WHAT THE EXERCISE ASKS.
Extract every line of the data that contains the word "noun", matching case exactly.

--- Start INFORMATION GIVEN ---

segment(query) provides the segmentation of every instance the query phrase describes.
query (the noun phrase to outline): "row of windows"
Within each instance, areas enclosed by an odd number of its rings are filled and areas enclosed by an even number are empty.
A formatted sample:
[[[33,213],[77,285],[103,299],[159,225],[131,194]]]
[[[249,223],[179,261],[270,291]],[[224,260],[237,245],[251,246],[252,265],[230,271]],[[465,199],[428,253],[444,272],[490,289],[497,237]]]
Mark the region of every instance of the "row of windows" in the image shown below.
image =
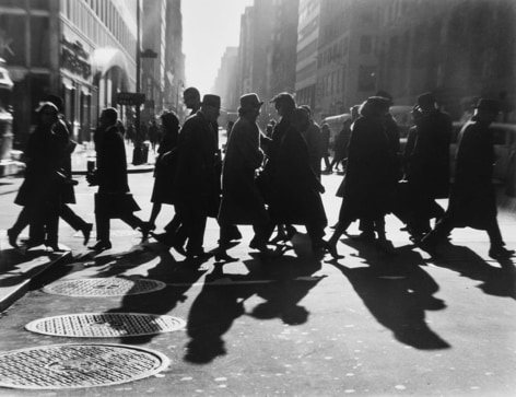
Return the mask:
[[[120,13],[107,0],[61,0],[61,10],[64,15],[75,24],[93,42],[101,46],[110,45],[108,38],[98,28],[97,21],[87,17],[89,7],[101,19],[104,25],[112,32],[118,43],[129,52],[133,54],[136,49],[136,37],[131,34]]]
[[[373,54],[373,37],[368,35],[363,35],[360,37],[360,47],[359,47],[359,52],[361,55],[368,55]],[[321,50],[318,56],[318,62],[320,67],[324,67],[326,65],[330,65],[335,62],[336,60],[339,60],[341,58],[345,58],[349,54],[349,38],[348,36],[341,38],[338,43],[335,43],[333,45],[329,46],[328,48]]]

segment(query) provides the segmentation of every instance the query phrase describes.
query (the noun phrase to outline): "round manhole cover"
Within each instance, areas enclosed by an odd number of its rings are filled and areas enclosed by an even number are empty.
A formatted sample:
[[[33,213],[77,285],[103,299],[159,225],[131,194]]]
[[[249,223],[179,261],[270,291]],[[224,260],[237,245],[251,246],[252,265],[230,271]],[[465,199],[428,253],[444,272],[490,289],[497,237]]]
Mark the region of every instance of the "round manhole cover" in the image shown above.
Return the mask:
[[[160,352],[125,345],[50,345],[0,353],[0,387],[55,389],[108,386],[163,371]]]
[[[26,330],[72,338],[120,338],[171,332],[185,327],[185,320],[143,313],[81,313],[39,318]]]
[[[43,291],[67,296],[119,296],[154,292],[165,287],[164,282],[157,280],[109,277],[59,281],[46,285]]]

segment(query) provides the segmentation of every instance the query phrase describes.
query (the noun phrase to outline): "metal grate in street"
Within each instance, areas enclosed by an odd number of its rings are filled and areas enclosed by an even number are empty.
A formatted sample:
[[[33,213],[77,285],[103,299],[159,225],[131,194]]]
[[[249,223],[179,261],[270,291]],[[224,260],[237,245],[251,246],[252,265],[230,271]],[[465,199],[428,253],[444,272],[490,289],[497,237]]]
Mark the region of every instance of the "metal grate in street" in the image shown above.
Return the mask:
[[[177,317],[144,313],[81,313],[39,318],[25,329],[71,338],[121,338],[171,332],[185,327]]]
[[[162,290],[166,284],[151,279],[124,279],[120,277],[64,280],[46,285],[43,291],[66,296],[94,297],[137,295]]]
[[[61,389],[118,385],[168,366],[162,353],[125,345],[50,345],[0,353],[0,387]]]

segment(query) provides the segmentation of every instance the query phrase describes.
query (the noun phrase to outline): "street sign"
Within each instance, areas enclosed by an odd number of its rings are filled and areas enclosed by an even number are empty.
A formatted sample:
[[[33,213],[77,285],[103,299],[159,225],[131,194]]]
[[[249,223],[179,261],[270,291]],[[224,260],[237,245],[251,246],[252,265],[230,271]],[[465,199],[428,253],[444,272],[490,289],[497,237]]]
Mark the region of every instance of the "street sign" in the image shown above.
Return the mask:
[[[140,92],[119,92],[117,103],[126,106],[139,106],[145,102],[145,94]]]

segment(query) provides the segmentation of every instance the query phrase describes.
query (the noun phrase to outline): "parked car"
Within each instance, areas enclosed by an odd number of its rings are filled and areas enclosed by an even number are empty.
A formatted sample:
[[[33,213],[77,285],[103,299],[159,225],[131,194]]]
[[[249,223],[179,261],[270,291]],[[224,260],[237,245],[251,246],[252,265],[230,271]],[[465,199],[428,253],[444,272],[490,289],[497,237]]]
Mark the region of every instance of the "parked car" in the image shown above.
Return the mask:
[[[452,144],[449,145],[449,166],[452,178],[455,172],[455,156],[457,154],[457,140],[465,121],[454,121]],[[511,159],[516,151],[516,124],[493,122],[489,129],[493,133],[495,163],[493,167],[493,179],[503,183],[507,179]],[[404,151],[407,138],[400,139],[401,153]]]
[[[455,171],[455,155],[457,153],[457,139],[466,122],[454,121],[454,132],[449,147],[449,160],[452,172]],[[507,179],[511,154],[516,150],[516,125],[493,122],[489,129],[493,133],[495,163],[493,167],[493,178],[500,182]]]

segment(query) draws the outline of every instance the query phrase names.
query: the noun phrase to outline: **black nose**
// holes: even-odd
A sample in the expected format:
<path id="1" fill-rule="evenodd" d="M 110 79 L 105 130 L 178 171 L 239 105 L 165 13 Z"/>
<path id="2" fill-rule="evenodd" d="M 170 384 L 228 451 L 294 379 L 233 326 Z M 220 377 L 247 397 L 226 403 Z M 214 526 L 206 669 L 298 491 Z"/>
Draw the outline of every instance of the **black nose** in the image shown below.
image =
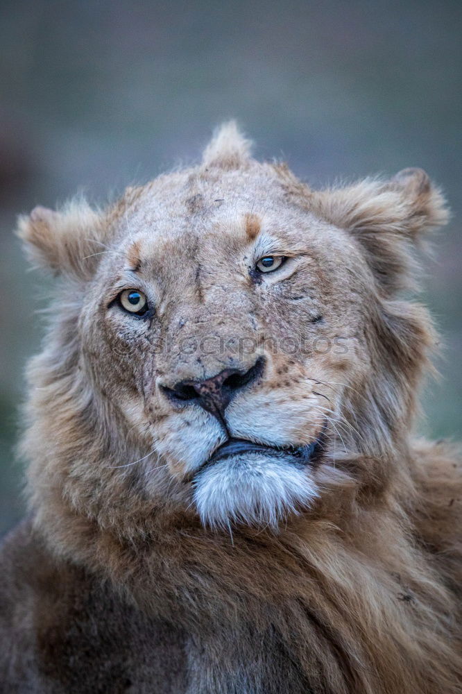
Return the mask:
<path id="1" fill-rule="evenodd" d="M 161 386 L 164 393 L 177 403 L 196 403 L 212 414 L 223 414 L 236 393 L 262 376 L 264 359 L 259 357 L 247 371 L 225 369 L 205 381 L 184 380 L 173 388 Z"/>

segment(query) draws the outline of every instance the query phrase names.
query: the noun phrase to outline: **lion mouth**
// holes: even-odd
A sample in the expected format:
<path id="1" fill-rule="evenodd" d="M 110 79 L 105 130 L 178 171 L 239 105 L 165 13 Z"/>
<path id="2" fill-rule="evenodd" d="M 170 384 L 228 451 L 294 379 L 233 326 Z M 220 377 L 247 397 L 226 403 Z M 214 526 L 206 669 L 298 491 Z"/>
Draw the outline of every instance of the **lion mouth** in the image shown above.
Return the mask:
<path id="1" fill-rule="evenodd" d="M 213 465 L 219 461 L 235 456 L 252 455 L 264 454 L 265 456 L 276 458 L 284 458 L 289 463 L 305 466 L 314 462 L 319 455 L 321 447 L 320 437 L 305 446 L 268 446 L 263 443 L 256 443 L 254 441 L 244 439 L 229 439 L 219 446 L 205 461 L 203 467 Z"/>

--- End INFORMATION GIVEN ---

EXERCISE RESULT.
query (the noun phrase to outline): "row of windows"
query (the noun phrase to outline): "round manhole cover"
query (the noun phrase to outline): "metal grate in street"
query (the noun phrase to outline): "street sign"
query (the noun phrase to outline): "parked car"
query: the noun phrase to outline: **black nose**
query: the noun phrase to outline: **lion mouth**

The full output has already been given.